#### WORK TO COMPLETE:
Without the pictures, return each record as it appears.

#### ENTRIES PROVIDED:
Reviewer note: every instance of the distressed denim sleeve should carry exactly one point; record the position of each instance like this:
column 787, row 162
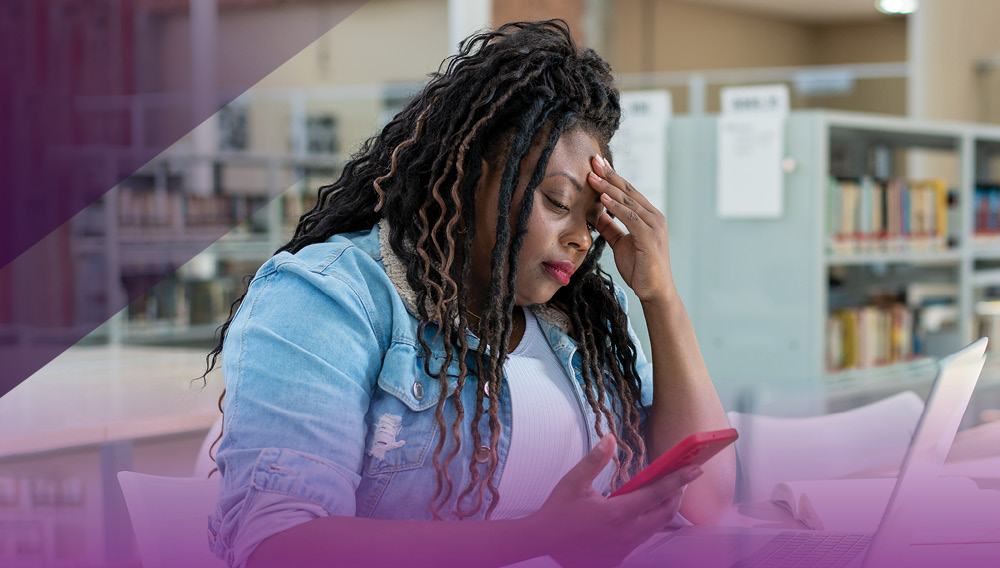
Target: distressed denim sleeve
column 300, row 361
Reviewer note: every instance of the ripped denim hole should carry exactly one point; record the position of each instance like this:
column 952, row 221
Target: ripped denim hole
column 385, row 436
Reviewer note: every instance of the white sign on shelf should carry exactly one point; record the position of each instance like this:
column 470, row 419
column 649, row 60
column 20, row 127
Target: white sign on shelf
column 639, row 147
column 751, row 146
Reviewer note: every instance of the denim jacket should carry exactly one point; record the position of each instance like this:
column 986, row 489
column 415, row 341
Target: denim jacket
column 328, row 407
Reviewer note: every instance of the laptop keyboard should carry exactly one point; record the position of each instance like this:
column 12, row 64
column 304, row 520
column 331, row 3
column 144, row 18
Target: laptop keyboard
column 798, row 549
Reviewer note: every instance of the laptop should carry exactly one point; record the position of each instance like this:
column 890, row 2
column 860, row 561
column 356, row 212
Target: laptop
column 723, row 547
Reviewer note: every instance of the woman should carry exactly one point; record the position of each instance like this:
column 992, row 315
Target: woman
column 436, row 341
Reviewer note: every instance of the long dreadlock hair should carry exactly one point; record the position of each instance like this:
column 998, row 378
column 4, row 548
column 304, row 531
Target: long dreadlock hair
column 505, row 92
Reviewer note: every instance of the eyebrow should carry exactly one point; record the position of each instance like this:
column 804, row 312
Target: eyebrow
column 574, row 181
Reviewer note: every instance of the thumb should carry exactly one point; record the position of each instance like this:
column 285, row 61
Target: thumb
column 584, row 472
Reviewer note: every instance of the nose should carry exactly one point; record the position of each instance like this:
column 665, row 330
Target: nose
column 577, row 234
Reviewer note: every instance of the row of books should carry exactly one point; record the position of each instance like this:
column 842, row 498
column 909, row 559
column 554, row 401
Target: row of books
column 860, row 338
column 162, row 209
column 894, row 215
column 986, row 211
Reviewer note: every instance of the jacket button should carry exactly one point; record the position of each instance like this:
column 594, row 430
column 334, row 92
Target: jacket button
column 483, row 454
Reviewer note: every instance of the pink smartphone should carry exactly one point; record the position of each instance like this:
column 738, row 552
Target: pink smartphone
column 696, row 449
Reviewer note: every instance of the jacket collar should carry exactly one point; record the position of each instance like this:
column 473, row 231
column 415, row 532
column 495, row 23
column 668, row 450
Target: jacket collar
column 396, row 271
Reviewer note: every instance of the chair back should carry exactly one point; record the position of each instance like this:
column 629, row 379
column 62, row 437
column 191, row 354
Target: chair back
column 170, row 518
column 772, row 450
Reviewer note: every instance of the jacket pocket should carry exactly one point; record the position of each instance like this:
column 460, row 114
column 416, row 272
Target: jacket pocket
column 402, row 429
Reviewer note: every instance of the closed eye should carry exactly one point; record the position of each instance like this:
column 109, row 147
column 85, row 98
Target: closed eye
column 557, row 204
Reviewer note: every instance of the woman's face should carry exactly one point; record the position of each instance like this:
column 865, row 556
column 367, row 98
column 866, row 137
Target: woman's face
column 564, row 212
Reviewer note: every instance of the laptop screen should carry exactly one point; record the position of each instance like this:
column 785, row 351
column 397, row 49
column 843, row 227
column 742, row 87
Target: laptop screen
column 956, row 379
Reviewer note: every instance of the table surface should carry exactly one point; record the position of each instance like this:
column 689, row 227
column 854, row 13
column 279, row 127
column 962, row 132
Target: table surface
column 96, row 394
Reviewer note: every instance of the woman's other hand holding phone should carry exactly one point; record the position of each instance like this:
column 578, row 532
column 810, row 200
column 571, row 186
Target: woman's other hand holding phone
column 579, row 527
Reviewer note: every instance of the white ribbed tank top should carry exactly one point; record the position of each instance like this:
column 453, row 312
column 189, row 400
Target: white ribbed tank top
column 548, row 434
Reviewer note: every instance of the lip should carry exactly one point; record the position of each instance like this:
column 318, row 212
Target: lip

#### THE COMPLETED TASK:
Reviewer note: every instance of the distressed denim sleeve should carry exactly one point; record the position of each instance like this:
column 787, row 162
Target: distressed denim sleeve
column 300, row 361
Reviewer note: every instance of the ripped denim hole should carry exactly one point; record the position of each instance like this:
column 952, row 221
Target: ripped denim hole
column 385, row 436
Reviewer note: every instance of the white sign on shelf should carry exactly one point; record the position of each instance like this:
column 470, row 419
column 649, row 60
column 20, row 127
Target: white sign on shelf
column 639, row 147
column 751, row 146
Reviewer note: every instance of the denim jacket should carry exactly one point; record the position of each instance like this:
column 986, row 489
column 415, row 341
Target: denim jacket
column 328, row 407
Reviewer note: every instance of the laptop keyboard should carry exactly one point; record the position of each instance like this:
column 12, row 64
column 304, row 520
column 331, row 3
column 144, row 18
Target: laptop keyboard
column 798, row 549
Reviewer note: every instance of the laptop should carry exactly one point; record the position of each instance like this:
column 890, row 2
column 860, row 561
column 356, row 212
Target: laptop
column 723, row 547
Reviewer note: every instance of the woman should carry exactly one point; record the position of each instance like this:
column 992, row 315
Target: woman
column 436, row 341
Reviewer note: every instance of the long dreadlock hair should carry exactly one point; record the position of each instance like this:
column 998, row 378
column 4, row 548
column 304, row 531
Target: long dreadlock hair
column 505, row 92
Reviewer note: every instance of the eyebrow should carry exactly one point; record the position of each instance like this:
column 804, row 312
Target: eyebrow
column 574, row 181
Reviewer note: every instance of the thumb should carry exactly one point; record the position of each instance like this:
column 285, row 61
Target: thumb
column 584, row 472
Reviewer note: every instance of the nose should carry exactly one point; record the position of each instance like this:
column 665, row 330
Target: nose
column 577, row 234
Reviewer note: every instance of the row of books should carry exactly one point; record the position of each instance like this:
column 842, row 498
column 909, row 559
column 554, row 401
Target: row of books
column 860, row 338
column 162, row 209
column 894, row 215
column 986, row 211
Reviewer note: every instance of the jacket button should carry exactly one point; record the position of each instance like this:
column 594, row 430
column 334, row 92
Target: jacket button
column 483, row 454
Reviewer note: every instance of the pink smartphone should carry exactly one point; record the position of each instance like this:
column 738, row 552
Target: pink smartphone
column 696, row 449
Reviewer note: every instance of the jacket collar should carry exactly one point; record the position of each instance like this:
column 473, row 231
column 415, row 532
column 495, row 23
column 668, row 450
Target: jacket collar
column 396, row 271
Reviewer note: every instance of the chair back should carry exactly one point; record the position of each instance like this:
column 629, row 379
column 62, row 437
column 191, row 354
Target: chair back
column 170, row 518
column 772, row 450
Reviewer note: every instance of the jacket pocket should carry exactly one point; record the position of each instance like this:
column 460, row 114
column 416, row 272
Target: jacket pocket
column 402, row 429
Reviewer note: every instance of the closed eye should carry exactly one point; record the position of each instance like this:
column 109, row 147
column 85, row 98
Target: closed eye
column 557, row 204
Reviewer note: every instance of the woman's face should carry exactly one point; record the position of each instance like this:
column 865, row 556
column 367, row 98
column 866, row 137
Target: woman's face
column 564, row 212
Reviewer note: every instance of the laptop screen should carry exactly one point; record the position of each instance like this:
column 785, row 351
column 397, row 49
column 843, row 227
column 742, row 87
Target: laptop screen
column 956, row 379
Reviewer note: every instance of the table surface should carry exactly one point; record the position of each instance like this:
column 689, row 227
column 854, row 13
column 279, row 127
column 962, row 132
Target: table surface
column 96, row 394
Reviewer note: every instance of the woman's other hand holding phone should carry exactly one point; record the position of each instance like this:
column 578, row 532
column 810, row 200
column 571, row 186
Target: woman's other hand holding phone
column 579, row 527
Reviewer note: every instance of the white ribbed tank top should carry exactly one point; record the position of each instance like this:
column 453, row 312
column 189, row 400
Target: white ribbed tank top
column 548, row 434
Reviewer note: every instance of the lip should carry exactly one point; record the position of each instance like this:
column 318, row 212
Target: lip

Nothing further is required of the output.